Task objective: Nothing but the line containing "# point at: wet sand" and the lines after it in the entries below should appear, each repeated exactly.

Stored dataset items

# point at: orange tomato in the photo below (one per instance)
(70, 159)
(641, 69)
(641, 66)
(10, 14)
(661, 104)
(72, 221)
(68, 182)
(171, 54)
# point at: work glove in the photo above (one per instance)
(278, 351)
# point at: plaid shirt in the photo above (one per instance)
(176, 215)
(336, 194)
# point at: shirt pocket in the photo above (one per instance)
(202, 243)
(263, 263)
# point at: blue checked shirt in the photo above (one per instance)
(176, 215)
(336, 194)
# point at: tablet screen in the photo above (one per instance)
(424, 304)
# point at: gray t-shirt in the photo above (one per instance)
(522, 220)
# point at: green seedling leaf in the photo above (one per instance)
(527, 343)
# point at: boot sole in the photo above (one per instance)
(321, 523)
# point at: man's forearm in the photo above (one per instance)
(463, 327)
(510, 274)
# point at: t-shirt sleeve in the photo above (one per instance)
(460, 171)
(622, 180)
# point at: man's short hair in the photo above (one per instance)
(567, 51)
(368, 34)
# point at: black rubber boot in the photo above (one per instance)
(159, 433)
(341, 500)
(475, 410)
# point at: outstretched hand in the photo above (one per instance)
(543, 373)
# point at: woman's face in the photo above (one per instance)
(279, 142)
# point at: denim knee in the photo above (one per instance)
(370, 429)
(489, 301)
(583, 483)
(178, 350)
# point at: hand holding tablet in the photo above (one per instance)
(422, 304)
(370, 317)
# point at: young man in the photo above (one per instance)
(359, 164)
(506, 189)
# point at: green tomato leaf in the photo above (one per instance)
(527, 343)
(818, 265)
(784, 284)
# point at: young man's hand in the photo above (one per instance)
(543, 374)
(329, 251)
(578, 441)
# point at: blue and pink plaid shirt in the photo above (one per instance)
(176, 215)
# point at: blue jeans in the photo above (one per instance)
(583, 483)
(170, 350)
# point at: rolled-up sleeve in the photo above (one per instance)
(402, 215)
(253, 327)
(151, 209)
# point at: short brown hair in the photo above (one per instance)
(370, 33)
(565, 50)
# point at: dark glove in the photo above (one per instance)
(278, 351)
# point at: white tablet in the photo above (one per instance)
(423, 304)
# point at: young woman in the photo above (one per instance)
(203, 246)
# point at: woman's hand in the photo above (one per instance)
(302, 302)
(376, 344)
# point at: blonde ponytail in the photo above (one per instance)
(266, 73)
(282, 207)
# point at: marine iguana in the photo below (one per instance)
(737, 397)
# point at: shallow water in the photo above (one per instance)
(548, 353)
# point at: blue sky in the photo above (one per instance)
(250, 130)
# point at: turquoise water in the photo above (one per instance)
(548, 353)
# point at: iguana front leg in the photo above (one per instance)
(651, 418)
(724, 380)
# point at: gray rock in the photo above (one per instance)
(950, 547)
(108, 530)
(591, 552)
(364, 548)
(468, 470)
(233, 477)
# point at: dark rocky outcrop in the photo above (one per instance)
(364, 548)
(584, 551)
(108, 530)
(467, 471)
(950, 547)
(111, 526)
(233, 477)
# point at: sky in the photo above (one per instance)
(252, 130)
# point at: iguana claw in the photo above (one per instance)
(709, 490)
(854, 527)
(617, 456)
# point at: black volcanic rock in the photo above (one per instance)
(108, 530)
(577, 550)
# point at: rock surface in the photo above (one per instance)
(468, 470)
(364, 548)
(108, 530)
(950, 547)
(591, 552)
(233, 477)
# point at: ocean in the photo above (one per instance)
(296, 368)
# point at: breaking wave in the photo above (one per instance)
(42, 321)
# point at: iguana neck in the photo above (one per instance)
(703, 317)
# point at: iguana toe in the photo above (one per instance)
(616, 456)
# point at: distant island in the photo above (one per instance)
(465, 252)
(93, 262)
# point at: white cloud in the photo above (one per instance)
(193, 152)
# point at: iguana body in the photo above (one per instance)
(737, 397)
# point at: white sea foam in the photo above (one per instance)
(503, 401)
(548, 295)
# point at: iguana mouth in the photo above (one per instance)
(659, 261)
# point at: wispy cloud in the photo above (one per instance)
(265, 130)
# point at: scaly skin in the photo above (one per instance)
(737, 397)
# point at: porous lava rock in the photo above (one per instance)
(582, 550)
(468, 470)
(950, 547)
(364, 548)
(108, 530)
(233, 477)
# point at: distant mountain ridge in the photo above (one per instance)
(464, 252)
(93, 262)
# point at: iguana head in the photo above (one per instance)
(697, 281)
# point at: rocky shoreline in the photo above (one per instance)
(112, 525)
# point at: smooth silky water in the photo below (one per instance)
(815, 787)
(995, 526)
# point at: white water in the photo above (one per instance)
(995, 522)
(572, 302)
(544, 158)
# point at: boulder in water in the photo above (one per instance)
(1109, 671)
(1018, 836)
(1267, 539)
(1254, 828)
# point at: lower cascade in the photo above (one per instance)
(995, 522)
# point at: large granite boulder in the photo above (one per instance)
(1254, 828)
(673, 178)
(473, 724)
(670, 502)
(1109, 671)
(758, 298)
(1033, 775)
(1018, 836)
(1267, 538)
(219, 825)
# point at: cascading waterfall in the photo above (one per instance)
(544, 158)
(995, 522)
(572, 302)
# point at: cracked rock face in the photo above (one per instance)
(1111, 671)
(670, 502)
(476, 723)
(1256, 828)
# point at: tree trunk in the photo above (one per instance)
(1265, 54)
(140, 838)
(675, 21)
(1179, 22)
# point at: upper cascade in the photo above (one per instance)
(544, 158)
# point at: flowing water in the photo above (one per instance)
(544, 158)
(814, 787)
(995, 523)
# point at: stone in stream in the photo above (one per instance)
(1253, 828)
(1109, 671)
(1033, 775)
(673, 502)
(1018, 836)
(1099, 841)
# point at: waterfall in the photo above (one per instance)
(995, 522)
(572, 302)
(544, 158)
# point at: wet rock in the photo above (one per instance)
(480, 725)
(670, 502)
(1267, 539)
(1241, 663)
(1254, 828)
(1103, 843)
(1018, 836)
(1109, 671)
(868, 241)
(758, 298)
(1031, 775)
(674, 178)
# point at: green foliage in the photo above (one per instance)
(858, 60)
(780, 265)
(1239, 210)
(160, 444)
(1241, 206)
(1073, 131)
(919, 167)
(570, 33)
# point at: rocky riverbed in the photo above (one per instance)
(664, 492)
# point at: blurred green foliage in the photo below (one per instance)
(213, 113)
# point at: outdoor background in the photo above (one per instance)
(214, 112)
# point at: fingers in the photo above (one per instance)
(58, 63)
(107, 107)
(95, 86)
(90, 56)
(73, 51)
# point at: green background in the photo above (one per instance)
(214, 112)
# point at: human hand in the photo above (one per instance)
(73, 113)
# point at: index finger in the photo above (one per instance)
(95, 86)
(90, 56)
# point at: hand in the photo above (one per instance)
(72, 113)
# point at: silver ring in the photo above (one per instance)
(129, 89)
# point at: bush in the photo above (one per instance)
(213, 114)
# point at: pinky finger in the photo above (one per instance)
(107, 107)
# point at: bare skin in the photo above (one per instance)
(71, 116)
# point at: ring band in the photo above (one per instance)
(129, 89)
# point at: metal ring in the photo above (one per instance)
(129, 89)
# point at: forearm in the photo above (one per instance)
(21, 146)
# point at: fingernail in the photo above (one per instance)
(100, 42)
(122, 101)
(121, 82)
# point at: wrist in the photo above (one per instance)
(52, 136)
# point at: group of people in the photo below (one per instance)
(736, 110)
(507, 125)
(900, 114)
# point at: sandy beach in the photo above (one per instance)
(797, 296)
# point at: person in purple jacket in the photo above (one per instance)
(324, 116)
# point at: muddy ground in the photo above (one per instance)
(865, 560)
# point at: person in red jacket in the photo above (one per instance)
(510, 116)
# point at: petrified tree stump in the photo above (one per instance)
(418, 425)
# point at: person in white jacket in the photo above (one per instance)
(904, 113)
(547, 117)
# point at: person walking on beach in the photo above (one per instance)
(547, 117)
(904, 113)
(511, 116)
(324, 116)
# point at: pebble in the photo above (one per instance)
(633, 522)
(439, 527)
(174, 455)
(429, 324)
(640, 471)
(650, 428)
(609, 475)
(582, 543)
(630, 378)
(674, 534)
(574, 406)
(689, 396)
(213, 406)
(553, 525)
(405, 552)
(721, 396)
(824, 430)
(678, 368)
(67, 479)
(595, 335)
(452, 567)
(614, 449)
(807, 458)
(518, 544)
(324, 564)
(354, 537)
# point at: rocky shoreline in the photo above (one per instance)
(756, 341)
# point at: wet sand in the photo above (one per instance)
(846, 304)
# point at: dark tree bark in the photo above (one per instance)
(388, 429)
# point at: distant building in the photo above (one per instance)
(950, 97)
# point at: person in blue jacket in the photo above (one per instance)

Solution:
# point at: wet sand in the photo above (one per instance)
(846, 304)
# point at: dark tree bark in the photo above (one per instance)
(388, 429)
# point at: distant building in the photo above (one per instance)
(950, 97)
# point at: person in blue jacket in the photo above (one per instance)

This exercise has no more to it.